Which lines run from the one containing "pixel 83 122" to the end of the entries? Quote them exactly, and nothing else.
Segment Start: DATA TO PROCESS
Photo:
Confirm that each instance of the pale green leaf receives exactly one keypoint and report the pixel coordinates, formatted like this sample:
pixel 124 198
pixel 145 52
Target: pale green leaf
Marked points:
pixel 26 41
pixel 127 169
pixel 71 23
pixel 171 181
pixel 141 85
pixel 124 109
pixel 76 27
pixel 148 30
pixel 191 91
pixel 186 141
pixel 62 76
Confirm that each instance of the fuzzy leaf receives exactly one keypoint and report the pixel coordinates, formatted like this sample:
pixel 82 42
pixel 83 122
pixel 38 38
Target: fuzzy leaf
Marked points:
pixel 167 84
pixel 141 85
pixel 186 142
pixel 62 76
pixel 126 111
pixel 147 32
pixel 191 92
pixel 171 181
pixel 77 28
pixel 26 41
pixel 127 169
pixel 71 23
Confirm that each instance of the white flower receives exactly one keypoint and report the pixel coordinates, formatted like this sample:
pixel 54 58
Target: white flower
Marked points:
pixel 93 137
Segment End: DATA TO PROCESS
**SOLVED EXERCISE:**
pixel 83 122
pixel 38 38
Target: fuzzy leaf
Marked points:
pixel 167 84
pixel 141 85
pixel 186 142
pixel 62 76
pixel 126 111
pixel 147 32
pixel 191 92
pixel 171 181
pixel 77 28
pixel 26 41
pixel 127 169
pixel 71 23
Confirm that each instance of the white flower receives exactly one keypoint and report the pixel coordinates, formatted like this sample:
pixel 54 58
Target: white flower
Marked points:
pixel 93 137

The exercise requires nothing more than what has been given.